_ÉNONCÉ RÉDIGÉ_. Relevez, s'il vous plaît, tous les noms de personnes cités dans l'extrait sur Raqqa.

_EXTRAIT_.
Comme souvent c’est lorsqu’on a pu appréhender la richesse et la complexité d’une réalité qu’on mesure la trop fréquente pauvreté des récits qui en sont faits. Si, comme c’est probablement le cas de la plupart des Belges, je ne sais que peu de choses de cette ville millénaire, je peux être ému à cette lecture empreinte d’humanisme. Lisant ces lignes sur les difficultés et les souffrances de la population locale, c’est pourtant bien une profonde indignation envers ses auteurs que je ressens.
Je ne comprends pas comment il est possible d’avoir deux envoyés spéciaux se trouvant dans un lieu aussi important dans l’histoire syrienne des dix dernières années et de passer à côté de tant de choses essentielles. À la lecture de cet article, je ne peux que me demander si cela est volontaire ou non, si la raison est l’ignorance ou un choix prémédité. Ainsi, dans un texte dépassant pourtant les 5000 caractères, pas un mot n’est dit de l’alternative politique mise en place à Raqqa (comme dans le reste du Rojava) ni des menaces actuelles que la Turquie fait peser sur elle.
Le 17 octobre 2017, la ville est libérée après avoir été, durant près de quatre ans, sous le contrôle de l’État Islamique qui en avait fait sa capitale. Si comme le dit l’article, les bombardements d’une coalition internationale ont joué un rôle, c’est bel et bien avant tout grâce au courage de combattant•e•s kurdes et arabes rassemblé•e•s au sein des Forces Démocratiques Syriennes que la victoire a pu être obtenue. Début avril, j’ai eu la chance de me rendre à Raqqa. Loger, en périphérie de la ville, dans une ancienne fabrique d’explosifs et de voitures piégées, désormais transformée en académie de la jeunesse, posait déjà ce décor chargé d’une impitoyable histoire. Y parcourir, le lendemain, différents quartiers, en compagnie d’un des commandants ayant mené les féroces combats pour la libération est pour le moins impressionnant. Le voir nous montrer les nombreuses traces encore visibles des violents affrontements et l’entendre nous les décrire, parfois avec moult détails, souvent en mentionnant le nombre de martyrs tombés, est saisissant. De tous les lieux vus, le plus poignant aura sans aucun doute été le stade de football, la Zone 11. Daech en avait fait sa prison. Nous serions, nous dit-on, les premiers étrangers à y entrer depuis la chute du Califat. Nous longeons une pelouse soigneusement entretenue puis on nous invite à descendre quelques marches pour entrer dans un espace couvert par les gradins. Il abritait les vestiaires avant de céder la place aux cellules et salles de torture du régime fasciste de Daech.

J’ai, une fois dans ma vie, mis les pieds dans un centre de concentration nazi (à NatzweilerStruthof en Alsace) et je n’ai pas pu m’empêcher de faire le rapprochement. Les nombreuses précisions et les histoires plus atroces les unes que les autres, la vue de noms, messages et décomptes de jours inscrits sur les murs ont de quoi vous glacer littéralement le sang. À la sortie il me faut de longues minutes avant de retrouver partiellement mes esprits. Soudain, je pense au stade de Santiago du Chili et au chanteur Victor Jara, assassiné quatre jours après le coup d’État de Pinochet. Soudain, je pense à la chanson écrite en sa mémoire par Julos Beaucarne (3) et me dit que décidément les êtres humains sont capables de sacrées horreurs.

Annotations de coordonnées
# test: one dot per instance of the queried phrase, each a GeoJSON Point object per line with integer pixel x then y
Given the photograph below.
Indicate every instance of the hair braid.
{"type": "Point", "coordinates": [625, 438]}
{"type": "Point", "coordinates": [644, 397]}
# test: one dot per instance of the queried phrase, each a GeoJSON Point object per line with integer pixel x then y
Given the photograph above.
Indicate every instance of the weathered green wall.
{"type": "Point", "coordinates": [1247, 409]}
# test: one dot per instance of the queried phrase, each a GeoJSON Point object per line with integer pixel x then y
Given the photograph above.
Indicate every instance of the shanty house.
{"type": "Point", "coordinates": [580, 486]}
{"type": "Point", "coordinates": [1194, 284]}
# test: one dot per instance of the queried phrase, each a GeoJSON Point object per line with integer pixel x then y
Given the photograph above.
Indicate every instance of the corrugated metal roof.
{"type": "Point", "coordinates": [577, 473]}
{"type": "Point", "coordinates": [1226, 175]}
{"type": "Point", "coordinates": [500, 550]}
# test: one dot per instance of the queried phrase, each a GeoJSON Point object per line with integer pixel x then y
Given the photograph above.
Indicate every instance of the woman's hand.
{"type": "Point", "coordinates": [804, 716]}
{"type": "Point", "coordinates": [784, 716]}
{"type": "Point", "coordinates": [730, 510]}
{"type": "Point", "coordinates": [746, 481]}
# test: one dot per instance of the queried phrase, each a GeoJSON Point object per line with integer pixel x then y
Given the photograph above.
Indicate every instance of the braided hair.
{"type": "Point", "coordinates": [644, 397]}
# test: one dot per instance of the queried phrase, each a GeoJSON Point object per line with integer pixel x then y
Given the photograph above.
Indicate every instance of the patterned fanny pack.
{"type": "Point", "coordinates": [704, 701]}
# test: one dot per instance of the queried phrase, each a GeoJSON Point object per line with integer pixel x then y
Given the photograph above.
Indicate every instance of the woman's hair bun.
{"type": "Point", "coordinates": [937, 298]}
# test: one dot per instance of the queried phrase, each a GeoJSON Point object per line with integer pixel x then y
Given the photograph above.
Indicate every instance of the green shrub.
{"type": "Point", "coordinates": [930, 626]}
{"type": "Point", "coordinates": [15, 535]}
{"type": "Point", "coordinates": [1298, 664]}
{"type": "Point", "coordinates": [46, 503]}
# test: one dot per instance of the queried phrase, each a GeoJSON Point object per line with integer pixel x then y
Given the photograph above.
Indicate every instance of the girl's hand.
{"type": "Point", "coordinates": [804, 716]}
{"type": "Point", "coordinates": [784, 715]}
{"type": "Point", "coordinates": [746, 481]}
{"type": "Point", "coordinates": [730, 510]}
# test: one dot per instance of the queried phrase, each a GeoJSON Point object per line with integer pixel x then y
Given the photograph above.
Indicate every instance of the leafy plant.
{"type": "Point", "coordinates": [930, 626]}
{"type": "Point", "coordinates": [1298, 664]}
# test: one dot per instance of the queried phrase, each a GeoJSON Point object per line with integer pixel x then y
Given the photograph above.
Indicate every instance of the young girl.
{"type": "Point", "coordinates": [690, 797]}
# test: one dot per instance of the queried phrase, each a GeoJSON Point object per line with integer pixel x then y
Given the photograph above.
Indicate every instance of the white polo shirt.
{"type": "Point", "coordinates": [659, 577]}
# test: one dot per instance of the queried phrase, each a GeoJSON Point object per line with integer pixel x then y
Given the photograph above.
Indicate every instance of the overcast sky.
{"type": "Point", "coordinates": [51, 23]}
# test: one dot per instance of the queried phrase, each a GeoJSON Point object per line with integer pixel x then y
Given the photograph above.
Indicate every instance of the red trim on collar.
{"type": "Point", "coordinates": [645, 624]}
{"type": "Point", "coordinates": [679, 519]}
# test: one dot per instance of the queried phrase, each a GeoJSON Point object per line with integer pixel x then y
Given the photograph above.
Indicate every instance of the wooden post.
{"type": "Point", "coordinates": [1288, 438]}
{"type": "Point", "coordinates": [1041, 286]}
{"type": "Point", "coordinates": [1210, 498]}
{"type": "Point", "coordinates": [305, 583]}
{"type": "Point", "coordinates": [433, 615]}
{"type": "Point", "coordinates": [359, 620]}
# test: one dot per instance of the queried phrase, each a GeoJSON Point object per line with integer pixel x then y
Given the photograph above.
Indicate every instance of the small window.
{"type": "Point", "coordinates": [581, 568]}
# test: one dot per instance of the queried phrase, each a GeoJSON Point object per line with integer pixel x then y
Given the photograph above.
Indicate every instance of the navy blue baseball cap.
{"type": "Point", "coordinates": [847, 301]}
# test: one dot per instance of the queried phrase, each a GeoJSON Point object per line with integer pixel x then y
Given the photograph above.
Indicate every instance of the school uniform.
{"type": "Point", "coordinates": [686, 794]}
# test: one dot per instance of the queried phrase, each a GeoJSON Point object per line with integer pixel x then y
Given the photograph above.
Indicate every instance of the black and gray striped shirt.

_RÉPONSE COMPLÈTE_. Victor Jara, Pinochet, Julos Beaucarne